Shakespeare coursework – ‘Henry V’

Henry V is the last of the four Shakespearean plays dealing with the rise of the House of Lancaster but unlike any of its predecessors, this play focuses more on going to war rather than the issue of ruling over England. In the play Henry [V] is portrayed as being the ideal Christian king, but what made an ideal king? In this essay, I will examine four key speeches made by Henry in the play, analyse them and see what they reveal about his character and from that deduce what made an ideal Christian king. The speeches that I will consider can be found in Act 1 Scene 2 [lines 259-298], Act 2 Scene 2 [lines 79-144], Act 3 Scene 1 [whole scene] and Act 3 Scene 3 [whole scene].

        The first extract [Act 1 Scene 2] is Henry’s reply to the Dauphin in response to the insult with the tennis balls. The purpose of this speech is very obvious from the start; to warn the Dauphin of the forthcoming invasion of France and the defeat of the French which Henry believes will come about as a result. He also tells the Dauphin that the whole country and its future citizens will hate him for this mockery of the king. The speech starts with an ironic light hearted riposte when he says, “We are glad the Dauphin is so pleasant with us…” [line 260]. Then almost immediately the speech takes on a greater seriousness and we can feel the tension swell in the room as Henry is giving the state response to the insult. It ends with Henry launching a personal attack on the Dauphin and we can clearly see that this is his personal response to the insult.

EXTRACTED MATERIAL -
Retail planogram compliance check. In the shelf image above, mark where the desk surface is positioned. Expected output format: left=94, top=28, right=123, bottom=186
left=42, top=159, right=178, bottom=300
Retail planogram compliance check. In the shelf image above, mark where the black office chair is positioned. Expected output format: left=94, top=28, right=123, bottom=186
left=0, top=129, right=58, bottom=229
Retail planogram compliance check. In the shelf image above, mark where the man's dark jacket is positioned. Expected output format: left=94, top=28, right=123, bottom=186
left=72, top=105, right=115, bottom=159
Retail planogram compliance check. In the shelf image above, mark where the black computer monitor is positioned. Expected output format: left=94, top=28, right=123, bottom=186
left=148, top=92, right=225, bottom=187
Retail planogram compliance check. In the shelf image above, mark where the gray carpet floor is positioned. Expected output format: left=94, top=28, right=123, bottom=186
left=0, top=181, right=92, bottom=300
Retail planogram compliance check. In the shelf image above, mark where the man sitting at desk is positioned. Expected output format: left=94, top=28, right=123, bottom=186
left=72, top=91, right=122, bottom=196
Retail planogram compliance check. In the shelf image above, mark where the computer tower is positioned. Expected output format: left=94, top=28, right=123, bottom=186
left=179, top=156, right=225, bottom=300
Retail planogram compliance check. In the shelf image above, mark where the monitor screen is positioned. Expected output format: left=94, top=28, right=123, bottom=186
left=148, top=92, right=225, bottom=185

JOB 1 - Transcribe the part of the Henry V essay that opens with the words containing "The first extract" and closes with "personal response to the insult.".
JOB 2 -
Does each statement below agree with the Henry V essay? Answer yes or no, and quote the deciding words of the essay.
(a) The essay examines four speeches made by Henry.
(b) The play focuses more on ruling over England than on going to war.
(c) The first extract is Henry's reply to the Dauphin about the insult with the tennis balls.
JOB 3 -
Answer these questions from the Henry V essay:
(a) Which lines of Act 2 Scene 2 does the essay consider?
(b) What kind of riposte opens Henry's reply to the Dauphin?
(c) How does that reply end?

TASK SOLUTION 1 -
The first extract [Act 1 Scene 2] is Henry’s reply to the Dauphin in response to the insult with the tennis balls. The purpose of this speech is very obvious from the start; to warn the Dauphin of the forthcoming invasion of France and the defeat of the French which Henry believes will come about as a result. He also tells the Dauphin that the whole country and its future citizens will hate him for this mockery of the king. The speech starts with an ironic light hearted riposte when he says, “We are glad the Dauphin is so pleasant with us…” [line 260]. Then almost immediately the speech takes on a greater seriousness and we can feel the tension swell in the room as Henry is giving the state response to the insult. It ends with Henry launching a personal attack on the Dauphin and we can clearly see that this is his personal response to the insult.

TASK SOLUTION 2 -
(a) Yes: "I will examine four key speeches made by Henry in the play"
(b) No: "this play focuses more on going to war rather than the issue of ruling over England"
(c) Yes: "The first extract [Act 1 Scene 2] is Henry’s reply to the Dauphin in response to the insult with the tennis balls."

TASK SOLUTION 3 -
(a) Lines 79-144.
(b) An ironic light hearted riposte.
(c) Henry launches a personal attack on the Dauphin.